TASK ITEM →
Lines after the one containing "white wall outlet?" are to be omitted; print exactly each line from the start of the records up to and including it.

Stored data:

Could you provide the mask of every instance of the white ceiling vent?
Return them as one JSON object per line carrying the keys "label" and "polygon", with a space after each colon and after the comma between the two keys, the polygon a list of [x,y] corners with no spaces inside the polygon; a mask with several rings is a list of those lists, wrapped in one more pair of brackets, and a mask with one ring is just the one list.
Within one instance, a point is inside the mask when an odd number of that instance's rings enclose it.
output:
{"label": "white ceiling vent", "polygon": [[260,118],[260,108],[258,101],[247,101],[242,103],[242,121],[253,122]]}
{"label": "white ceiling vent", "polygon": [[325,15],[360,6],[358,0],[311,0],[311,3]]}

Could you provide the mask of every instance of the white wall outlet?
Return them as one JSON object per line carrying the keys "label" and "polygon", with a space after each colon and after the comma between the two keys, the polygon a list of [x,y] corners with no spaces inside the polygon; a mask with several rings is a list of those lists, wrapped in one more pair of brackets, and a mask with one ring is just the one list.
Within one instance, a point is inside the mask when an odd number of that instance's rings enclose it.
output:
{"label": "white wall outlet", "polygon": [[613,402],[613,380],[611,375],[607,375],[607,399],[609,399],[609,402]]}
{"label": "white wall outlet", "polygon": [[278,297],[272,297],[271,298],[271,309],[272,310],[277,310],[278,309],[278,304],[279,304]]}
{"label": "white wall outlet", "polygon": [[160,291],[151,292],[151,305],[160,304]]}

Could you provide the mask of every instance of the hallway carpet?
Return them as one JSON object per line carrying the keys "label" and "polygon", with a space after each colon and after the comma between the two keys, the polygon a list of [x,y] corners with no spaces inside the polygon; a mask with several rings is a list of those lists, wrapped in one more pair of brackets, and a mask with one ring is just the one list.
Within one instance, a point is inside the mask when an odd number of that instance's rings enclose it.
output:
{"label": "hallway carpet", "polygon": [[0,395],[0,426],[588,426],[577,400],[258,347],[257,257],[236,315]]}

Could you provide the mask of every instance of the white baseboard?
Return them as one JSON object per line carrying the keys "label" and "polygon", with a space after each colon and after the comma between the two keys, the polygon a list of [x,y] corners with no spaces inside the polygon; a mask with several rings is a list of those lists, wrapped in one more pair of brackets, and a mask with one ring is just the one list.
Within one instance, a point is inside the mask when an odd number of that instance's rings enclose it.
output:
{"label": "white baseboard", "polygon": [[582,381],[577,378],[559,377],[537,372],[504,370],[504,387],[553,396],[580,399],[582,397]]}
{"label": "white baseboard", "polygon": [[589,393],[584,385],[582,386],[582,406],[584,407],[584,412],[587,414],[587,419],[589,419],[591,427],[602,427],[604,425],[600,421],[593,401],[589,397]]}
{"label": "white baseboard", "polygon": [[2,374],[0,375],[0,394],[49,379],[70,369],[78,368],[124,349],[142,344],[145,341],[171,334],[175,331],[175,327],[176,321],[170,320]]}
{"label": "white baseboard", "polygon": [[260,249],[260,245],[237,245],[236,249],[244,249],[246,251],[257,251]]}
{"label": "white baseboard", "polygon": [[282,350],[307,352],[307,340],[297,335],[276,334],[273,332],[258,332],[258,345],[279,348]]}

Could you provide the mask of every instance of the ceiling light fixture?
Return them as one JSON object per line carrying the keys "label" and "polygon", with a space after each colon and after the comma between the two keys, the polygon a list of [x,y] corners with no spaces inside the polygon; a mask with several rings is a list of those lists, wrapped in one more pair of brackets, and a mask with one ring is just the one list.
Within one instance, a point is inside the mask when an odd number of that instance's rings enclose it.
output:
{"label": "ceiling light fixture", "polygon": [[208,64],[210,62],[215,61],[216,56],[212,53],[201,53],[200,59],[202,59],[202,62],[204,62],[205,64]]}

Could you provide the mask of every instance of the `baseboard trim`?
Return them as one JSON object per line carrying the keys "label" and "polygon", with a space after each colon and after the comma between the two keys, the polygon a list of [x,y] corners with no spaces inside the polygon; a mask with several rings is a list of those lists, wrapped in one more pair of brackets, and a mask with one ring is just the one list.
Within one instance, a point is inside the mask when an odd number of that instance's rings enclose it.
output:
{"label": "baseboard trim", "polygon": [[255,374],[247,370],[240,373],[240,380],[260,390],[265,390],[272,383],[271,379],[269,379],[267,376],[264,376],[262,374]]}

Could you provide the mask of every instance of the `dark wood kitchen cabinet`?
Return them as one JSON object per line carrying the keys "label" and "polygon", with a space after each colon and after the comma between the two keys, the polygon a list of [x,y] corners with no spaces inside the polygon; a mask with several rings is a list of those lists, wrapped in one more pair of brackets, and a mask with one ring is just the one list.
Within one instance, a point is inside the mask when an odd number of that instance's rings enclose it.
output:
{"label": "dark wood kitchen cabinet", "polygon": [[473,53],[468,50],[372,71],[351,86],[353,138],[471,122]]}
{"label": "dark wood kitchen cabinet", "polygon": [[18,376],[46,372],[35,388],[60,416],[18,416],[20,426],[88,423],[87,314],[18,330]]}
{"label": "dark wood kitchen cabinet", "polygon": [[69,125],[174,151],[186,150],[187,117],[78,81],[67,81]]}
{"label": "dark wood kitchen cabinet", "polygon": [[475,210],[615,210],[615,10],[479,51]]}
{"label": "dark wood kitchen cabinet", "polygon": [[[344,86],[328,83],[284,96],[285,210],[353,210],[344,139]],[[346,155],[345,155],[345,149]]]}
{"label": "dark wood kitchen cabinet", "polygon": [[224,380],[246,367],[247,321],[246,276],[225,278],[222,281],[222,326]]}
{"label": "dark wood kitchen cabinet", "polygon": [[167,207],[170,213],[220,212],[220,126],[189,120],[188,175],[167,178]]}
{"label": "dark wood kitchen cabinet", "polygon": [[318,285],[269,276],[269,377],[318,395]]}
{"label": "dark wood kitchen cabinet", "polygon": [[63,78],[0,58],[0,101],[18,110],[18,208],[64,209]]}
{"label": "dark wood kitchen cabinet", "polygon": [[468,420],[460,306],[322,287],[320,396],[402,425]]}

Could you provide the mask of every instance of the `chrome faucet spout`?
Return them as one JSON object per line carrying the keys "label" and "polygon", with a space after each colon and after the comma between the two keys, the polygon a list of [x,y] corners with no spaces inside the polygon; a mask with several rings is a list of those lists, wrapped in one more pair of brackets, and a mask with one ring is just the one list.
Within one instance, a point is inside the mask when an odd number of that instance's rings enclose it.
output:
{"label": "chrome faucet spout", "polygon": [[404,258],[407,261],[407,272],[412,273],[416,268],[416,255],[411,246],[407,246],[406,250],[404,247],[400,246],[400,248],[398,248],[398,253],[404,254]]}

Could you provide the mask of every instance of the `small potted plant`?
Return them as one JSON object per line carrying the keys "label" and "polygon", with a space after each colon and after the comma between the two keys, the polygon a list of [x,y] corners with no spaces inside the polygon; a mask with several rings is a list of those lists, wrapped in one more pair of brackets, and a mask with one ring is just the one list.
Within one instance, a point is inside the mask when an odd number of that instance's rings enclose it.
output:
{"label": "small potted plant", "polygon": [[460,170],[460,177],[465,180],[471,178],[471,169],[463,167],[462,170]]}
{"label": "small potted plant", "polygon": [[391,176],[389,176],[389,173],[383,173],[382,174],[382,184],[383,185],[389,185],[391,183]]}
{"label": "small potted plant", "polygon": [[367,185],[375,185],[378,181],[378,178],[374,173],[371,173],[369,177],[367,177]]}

WRITTEN RESPONSE →
Could you provide the mask of every instance of the white ceiling vent?
Return them as one JSON object per line carrying the keys "label" and "polygon", with a space after each colon and after the comma between the two keys, the polygon a list of [x,y] corners with no spaces inside the polygon; a mask with several rings is a list of those lists, wrapped in one more pair of brackets, and a mask with one ring is just the one list.
Within one instance, a point is inside the mask when an odd number of that instance's rings enclose it.
output:
{"label": "white ceiling vent", "polygon": [[260,118],[260,108],[258,101],[247,101],[242,103],[242,121],[253,122]]}
{"label": "white ceiling vent", "polygon": [[325,15],[360,6],[358,0],[311,0],[311,3]]}

Could you provide the mask of every instance of the white wall outlet?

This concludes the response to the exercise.